EXERCISE GOAL: Count the lines in the material below that contain the word "cleaner". Reply with only that number.

SUPPLIED INFORMATION:
* * *

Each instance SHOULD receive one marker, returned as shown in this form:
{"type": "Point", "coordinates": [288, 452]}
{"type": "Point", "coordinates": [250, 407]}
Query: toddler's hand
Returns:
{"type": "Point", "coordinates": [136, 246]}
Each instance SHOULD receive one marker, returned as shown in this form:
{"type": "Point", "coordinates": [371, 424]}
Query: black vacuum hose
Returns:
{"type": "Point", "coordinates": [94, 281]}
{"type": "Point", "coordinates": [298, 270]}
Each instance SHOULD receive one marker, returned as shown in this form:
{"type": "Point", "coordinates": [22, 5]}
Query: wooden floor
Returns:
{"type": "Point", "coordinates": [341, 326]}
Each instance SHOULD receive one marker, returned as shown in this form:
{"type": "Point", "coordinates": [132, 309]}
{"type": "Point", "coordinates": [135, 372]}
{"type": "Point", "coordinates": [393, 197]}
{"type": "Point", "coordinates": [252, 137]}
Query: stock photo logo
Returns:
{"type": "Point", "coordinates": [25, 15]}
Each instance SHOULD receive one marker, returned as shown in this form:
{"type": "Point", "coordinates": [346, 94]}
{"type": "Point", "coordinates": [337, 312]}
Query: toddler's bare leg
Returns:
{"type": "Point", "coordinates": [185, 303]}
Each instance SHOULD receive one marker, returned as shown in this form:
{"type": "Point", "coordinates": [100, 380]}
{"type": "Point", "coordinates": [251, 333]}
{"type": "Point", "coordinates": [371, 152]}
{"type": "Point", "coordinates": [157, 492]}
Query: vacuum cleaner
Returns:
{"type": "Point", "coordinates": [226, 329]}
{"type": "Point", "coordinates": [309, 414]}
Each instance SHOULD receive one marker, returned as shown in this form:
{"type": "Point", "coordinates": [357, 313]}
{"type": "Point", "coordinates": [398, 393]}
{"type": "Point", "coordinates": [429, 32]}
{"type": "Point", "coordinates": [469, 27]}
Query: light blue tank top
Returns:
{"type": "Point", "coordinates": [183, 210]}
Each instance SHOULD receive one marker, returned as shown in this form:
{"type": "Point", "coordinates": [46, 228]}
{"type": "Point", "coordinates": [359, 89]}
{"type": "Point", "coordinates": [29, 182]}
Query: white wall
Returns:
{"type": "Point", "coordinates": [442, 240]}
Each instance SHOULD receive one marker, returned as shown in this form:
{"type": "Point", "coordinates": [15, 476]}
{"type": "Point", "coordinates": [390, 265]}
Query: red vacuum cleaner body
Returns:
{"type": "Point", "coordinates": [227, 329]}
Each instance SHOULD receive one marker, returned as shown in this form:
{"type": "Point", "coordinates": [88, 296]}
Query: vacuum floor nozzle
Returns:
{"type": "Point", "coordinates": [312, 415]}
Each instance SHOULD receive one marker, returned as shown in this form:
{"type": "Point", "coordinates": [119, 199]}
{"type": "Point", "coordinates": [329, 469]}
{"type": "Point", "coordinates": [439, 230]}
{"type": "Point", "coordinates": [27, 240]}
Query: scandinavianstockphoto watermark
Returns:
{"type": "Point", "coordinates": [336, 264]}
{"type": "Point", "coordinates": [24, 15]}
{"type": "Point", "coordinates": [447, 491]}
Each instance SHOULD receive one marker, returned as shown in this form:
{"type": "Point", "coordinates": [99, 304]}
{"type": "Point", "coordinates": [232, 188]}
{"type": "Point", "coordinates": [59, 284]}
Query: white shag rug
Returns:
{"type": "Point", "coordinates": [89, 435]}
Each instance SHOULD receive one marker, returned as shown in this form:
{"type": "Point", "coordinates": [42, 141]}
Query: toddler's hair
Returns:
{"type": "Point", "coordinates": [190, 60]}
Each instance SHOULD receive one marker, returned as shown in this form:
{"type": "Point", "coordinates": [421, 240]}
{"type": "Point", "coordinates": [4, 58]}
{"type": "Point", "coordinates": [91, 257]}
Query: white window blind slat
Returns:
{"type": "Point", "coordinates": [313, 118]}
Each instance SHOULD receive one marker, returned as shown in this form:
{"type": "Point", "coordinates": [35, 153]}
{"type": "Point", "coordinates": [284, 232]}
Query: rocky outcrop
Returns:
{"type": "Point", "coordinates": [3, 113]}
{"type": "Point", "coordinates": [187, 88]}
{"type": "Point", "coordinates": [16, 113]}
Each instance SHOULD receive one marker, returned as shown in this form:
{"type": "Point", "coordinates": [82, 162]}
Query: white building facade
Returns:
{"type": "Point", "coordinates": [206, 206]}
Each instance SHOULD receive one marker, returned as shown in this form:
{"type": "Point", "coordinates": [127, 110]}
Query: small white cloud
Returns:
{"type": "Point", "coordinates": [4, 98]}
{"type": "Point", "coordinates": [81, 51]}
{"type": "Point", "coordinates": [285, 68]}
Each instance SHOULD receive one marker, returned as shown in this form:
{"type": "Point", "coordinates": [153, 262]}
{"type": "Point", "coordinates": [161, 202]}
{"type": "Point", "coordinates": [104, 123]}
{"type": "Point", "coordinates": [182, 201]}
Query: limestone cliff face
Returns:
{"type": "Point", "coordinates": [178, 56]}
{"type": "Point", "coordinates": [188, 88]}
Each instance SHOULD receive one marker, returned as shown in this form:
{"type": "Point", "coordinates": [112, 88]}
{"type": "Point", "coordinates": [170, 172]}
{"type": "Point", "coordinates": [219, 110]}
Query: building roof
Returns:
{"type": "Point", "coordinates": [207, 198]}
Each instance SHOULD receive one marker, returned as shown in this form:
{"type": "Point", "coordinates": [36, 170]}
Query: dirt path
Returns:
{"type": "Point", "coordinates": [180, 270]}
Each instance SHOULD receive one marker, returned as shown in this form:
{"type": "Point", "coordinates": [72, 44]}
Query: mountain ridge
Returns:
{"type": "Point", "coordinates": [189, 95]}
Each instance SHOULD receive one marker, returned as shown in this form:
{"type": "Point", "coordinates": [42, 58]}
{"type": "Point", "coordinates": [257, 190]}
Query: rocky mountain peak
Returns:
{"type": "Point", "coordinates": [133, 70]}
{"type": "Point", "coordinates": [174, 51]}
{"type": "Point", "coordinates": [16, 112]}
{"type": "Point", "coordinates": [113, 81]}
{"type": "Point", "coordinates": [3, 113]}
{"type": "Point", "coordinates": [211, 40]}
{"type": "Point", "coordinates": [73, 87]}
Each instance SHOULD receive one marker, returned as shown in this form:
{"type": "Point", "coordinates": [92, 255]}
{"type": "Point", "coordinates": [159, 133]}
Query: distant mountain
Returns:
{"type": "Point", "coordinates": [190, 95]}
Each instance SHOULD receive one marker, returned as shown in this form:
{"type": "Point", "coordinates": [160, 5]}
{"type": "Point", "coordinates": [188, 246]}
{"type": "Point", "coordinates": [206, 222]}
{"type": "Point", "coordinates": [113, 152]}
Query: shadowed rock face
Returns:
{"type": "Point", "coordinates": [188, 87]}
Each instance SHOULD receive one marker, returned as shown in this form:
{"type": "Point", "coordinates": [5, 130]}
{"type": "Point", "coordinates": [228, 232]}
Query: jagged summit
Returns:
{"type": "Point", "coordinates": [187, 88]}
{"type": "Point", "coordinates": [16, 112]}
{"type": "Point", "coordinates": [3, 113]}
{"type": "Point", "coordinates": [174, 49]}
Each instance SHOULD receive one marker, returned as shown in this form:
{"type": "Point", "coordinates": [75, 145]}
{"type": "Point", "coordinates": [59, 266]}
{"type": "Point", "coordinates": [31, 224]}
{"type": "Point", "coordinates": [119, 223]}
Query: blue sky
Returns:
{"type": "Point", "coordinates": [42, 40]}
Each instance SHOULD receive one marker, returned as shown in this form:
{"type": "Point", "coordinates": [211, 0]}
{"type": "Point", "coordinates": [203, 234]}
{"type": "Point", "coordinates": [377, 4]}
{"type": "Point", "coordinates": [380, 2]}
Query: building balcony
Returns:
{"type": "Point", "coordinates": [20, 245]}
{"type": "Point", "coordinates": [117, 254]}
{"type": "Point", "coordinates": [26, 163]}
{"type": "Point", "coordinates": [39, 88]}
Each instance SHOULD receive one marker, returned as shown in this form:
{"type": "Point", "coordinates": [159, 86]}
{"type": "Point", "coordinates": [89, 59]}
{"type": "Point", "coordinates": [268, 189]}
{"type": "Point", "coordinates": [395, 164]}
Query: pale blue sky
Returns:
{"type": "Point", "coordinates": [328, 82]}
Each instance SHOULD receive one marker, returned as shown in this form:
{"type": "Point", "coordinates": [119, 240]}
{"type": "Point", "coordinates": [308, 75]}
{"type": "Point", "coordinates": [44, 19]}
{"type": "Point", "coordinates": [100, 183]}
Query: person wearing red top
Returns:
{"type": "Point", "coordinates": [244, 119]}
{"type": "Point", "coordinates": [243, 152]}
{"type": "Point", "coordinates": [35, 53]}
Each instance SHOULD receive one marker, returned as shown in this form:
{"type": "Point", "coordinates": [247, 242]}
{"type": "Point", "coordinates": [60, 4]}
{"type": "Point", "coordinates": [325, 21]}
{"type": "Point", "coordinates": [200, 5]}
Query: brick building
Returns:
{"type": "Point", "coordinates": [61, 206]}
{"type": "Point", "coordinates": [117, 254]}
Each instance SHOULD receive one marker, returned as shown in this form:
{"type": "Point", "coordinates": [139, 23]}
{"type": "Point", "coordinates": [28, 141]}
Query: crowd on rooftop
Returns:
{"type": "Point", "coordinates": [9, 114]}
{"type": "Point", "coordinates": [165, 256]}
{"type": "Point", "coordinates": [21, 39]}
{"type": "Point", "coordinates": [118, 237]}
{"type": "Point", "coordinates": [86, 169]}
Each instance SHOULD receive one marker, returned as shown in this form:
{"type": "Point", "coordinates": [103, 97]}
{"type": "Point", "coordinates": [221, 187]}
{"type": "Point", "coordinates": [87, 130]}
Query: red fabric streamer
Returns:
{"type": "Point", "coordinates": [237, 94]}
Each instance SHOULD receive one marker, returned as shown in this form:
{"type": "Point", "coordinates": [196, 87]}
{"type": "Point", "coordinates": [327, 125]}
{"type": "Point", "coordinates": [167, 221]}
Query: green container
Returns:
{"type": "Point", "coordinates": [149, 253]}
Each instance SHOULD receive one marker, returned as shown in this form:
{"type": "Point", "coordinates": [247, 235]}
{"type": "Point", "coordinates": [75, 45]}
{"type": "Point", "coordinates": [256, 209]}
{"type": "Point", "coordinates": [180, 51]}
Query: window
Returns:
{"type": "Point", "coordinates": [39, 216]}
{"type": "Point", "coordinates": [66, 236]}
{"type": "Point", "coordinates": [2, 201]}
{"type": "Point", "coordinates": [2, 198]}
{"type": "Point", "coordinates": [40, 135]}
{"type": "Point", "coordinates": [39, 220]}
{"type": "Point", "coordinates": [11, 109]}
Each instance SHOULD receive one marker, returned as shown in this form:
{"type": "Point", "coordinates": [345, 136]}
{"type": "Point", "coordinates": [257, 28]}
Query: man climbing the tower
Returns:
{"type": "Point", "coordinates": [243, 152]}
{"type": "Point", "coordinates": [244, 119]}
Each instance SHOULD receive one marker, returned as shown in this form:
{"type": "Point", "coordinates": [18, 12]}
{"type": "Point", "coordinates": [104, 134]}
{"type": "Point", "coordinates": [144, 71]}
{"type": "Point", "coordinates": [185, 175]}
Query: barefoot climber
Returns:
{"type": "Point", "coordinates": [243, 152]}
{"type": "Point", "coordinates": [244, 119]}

* * *

REPLY TO THE EXERCISE: 2